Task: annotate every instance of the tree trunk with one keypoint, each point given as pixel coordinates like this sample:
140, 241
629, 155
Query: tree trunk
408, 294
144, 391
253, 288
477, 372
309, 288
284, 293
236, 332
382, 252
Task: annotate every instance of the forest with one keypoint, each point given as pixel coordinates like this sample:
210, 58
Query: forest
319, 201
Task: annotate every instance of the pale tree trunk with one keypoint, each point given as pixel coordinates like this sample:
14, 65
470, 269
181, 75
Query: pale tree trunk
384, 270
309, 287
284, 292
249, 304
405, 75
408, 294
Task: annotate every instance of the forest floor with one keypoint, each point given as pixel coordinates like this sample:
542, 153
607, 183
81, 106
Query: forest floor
——
### Directions for this task
Output every line of the records above as a Markdown table with the columns Row and Line, numbering each row and leaving out blank lines.

### Solved problem
| Row | Line |
|---|---|
| 1 | Task: annotate every instance of the tree trunk with one keypoint, each point given as pixel coordinates like this sample: |
| 2 | 140, 241 |
| 3 | 629, 155 |
| 4 | Query: tree trunk |
| 5 | 408, 294 |
| 6 | 144, 391 |
| 7 | 253, 288 |
| 8 | 477, 372 |
| 9 | 309, 288 |
| 10 | 284, 293 |
| 11 | 236, 332 |
| 12 | 382, 252 |
| 13 | Task: annotate every instance of the forest with one keypoint, each point given as pixel coordinates like this sample: |
| 14 | 210, 58 |
| 15 | Query: forest |
| 16 | 319, 201 |
| 17 | Task: annotate every instance of the pale tree trunk with one keypoint, each point given as pixel coordinates like this sample: |
| 18 | 14, 65 |
| 19 | 470, 269 |
| 20 | 181, 75 |
| 21 | Query: pale tree trunk |
| 22 | 384, 270 |
| 23 | 309, 287 |
| 24 | 284, 292 |
| 25 | 249, 304 |
| 26 | 405, 75 |
| 27 | 408, 294 |
| 28 | Task: annotate every instance of the forest floor with one keypoint, each point given as pixel coordinates like this sample: |
| 29 | 542, 153 |
| 30 | 607, 183 |
| 31 | 81, 106 |
| 32 | Query: forest floor |